(PROBLEM DETAILS): All lines of the following material must be written out exactly as they appear.

........

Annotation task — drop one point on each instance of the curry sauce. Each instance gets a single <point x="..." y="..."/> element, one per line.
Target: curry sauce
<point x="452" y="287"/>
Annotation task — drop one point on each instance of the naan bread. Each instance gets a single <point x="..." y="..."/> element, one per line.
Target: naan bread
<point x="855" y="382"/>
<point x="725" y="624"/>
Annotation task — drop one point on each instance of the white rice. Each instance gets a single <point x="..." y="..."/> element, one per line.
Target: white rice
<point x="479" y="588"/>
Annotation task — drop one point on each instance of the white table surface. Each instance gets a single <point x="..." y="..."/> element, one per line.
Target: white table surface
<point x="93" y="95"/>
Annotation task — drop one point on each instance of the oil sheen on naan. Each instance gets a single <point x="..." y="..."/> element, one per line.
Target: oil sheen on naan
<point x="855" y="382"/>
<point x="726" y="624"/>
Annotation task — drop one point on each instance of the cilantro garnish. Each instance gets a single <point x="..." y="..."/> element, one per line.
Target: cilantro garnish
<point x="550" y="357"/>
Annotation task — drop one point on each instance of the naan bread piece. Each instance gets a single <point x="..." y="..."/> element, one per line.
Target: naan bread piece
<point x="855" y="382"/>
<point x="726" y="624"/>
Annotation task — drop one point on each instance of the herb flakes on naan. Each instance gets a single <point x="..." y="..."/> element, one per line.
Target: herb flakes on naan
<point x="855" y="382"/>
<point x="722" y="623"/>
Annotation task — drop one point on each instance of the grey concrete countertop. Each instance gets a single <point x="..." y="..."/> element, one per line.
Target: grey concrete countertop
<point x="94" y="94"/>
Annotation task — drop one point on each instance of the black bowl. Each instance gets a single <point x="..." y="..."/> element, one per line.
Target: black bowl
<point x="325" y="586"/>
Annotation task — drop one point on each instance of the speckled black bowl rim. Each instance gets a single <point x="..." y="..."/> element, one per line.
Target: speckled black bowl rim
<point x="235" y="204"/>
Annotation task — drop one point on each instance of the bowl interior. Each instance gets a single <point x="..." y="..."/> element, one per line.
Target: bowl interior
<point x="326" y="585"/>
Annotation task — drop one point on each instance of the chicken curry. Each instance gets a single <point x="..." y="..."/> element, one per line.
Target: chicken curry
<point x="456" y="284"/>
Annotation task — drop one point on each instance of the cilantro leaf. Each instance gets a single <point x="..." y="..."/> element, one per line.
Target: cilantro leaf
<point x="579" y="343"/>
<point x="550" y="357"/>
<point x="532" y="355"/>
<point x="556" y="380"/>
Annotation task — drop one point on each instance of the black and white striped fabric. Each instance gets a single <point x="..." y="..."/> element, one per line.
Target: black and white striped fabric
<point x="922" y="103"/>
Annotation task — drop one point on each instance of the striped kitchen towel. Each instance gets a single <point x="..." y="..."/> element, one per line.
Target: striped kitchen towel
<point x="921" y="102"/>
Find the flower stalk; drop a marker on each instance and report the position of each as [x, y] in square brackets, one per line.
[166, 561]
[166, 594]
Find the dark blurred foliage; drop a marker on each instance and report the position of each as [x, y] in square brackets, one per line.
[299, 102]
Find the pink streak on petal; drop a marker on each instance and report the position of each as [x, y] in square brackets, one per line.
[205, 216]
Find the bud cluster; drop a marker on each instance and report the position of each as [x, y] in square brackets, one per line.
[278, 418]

........

(EXERCISE RESPONSE):
Annotation task — drop one point on each instance of the curry sauce. Each instance gets a single <point x="..." y="..."/> element, one per line.
Target: curry sauce
<point x="452" y="287"/>
Annotation task — drop one point on each instance of the naan bread. Each instance gets a single <point x="..." y="..."/> element, one per line.
Target: naan bread
<point x="855" y="382"/>
<point x="725" y="624"/>
Annotation task — drop one point on each instance of the white rice. Each instance gets a single <point x="..." y="..."/> element, one per line.
Target: white rice
<point x="479" y="588"/>
Annotation task — drop one point on each instance of the white table surface. Each instance gets a single <point x="..." y="..."/> element, one per line.
Target: white table surface
<point x="93" y="95"/>
Annotation task — drop one point on each instance of the oil sheen on naan. Each instance gets a single <point x="..." y="..."/> element, one per line.
Target: oil sheen on naan
<point x="855" y="382"/>
<point x="726" y="624"/>
Annotation task — drop one point on each instance of the cilantro garnish. Each instance gets a single <point x="..." y="..."/> element, one per line.
Target: cilantro garnish
<point x="550" y="357"/>
Annotation task — drop one point on each instance of the naan bread piece. Each instance gets a single <point x="..." y="..."/> element, one per line.
Target: naan bread piece
<point x="855" y="382"/>
<point x="726" y="624"/>
Annotation task — drop one point on each instance of the herb flakes on naan. Each instance gets a single <point x="..." y="..."/> element, one per line.
Target: herb flakes on naan
<point x="855" y="382"/>
<point x="722" y="623"/>
Annotation task — drop one point on each instance of the grey concrete countertop. Each instance gets a single <point x="..." y="..."/> element, one per line.
Target: grey concrete countertop
<point x="94" y="94"/>
Annotation task — drop one point on each instance of the black bowl. Each instance gets a single <point x="..." y="..."/> element, one per line.
Target: black bowl
<point x="325" y="586"/>
Annotation task — drop one point on each instance of the speckled black bowl rim. Each instance gets a single <point x="..." y="..."/> element, one per line.
Target: speckled black bowl rim
<point x="235" y="204"/>
Annotation task — drop one point on each instance of the bowl interior. Each instance gets a single <point x="..." y="..."/> element, one per line.
Target: bowl interior
<point x="326" y="585"/>
Annotation task — drop one point on each instance of the chicken curry. Each instance gets a single <point x="..." y="..."/> element, one per line.
Target: chicken curry
<point x="456" y="284"/>
Annotation task — drop one point on each instance of the cilantro leaf. Each instance gets a single <point x="..." y="..."/> element, one per line.
Target: cilantro leaf
<point x="579" y="343"/>
<point x="550" y="357"/>
<point x="532" y="355"/>
<point x="556" y="380"/>
Annotation task — drop one point on each instance of the black and white striped fabric. Each instance gets a single <point x="..." y="..."/> element, one per line.
Target: black and white striped fabric
<point x="922" y="103"/>
Annotation task — drop one point on each instance of the striped kitchen towel. Each instance gets a single <point x="..." y="..."/> element, one per line.
Target: striped kitchen towel
<point x="921" y="102"/>
Find the flower stalk; drop a marker on each instance and report the position of each as [x, y] in square brackets, one per line.
[166, 561]
[166, 594]
Find the dark blurred foliage; drop a marker on each instance and report the position of each as [x, y] in square brackets, one per line.
[299, 102]
Find the pink streak on petal; drop a marker on each instance and report the position of each as [x, y] in square brackets, one per line.
[205, 216]
Find the bud cluster; drop a marker on each instance and report the position of each as [x, y] in square brackets, one per line.
[278, 418]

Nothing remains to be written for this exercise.